## WHAT YOU ARE ASKED TO DO
Rewrite the material from the line containing "find the goal" to the line containing "267,301,355,337", offsetting each coordinate in the answers by 77. Leave out everything else.

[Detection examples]
»»

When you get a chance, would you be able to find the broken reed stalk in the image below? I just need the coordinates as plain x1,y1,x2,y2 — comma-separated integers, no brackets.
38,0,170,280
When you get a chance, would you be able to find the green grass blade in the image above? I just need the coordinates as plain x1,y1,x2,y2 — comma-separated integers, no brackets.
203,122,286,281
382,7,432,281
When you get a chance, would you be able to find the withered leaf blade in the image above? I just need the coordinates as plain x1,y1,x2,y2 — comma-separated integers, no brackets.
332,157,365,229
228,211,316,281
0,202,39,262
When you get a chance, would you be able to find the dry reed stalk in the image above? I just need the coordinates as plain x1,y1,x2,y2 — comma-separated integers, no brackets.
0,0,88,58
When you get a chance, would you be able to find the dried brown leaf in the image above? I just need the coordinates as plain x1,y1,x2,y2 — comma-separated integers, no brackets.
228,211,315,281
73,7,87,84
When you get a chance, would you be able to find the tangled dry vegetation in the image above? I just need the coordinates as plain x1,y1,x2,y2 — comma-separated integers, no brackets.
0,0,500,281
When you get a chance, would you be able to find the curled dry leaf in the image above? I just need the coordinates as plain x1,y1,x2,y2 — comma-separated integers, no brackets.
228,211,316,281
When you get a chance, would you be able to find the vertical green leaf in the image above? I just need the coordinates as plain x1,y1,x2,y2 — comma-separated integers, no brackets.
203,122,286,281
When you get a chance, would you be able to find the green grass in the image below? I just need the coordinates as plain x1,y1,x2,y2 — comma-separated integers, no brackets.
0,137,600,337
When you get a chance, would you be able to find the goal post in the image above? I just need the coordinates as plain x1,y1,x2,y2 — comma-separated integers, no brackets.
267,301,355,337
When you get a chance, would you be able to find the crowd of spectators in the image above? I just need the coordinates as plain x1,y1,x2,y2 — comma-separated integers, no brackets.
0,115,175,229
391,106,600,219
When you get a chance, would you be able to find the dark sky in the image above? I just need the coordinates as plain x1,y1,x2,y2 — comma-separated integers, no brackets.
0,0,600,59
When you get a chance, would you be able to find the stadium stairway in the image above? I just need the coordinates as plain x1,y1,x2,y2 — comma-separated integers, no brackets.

««

## COMPLETE ANSWER
When you get a chance, would you be able to find the goal post in the image above? I just need the coordinates as plain x1,y1,x2,y2 — comma-separated integers, no brackets.
344,378,432,414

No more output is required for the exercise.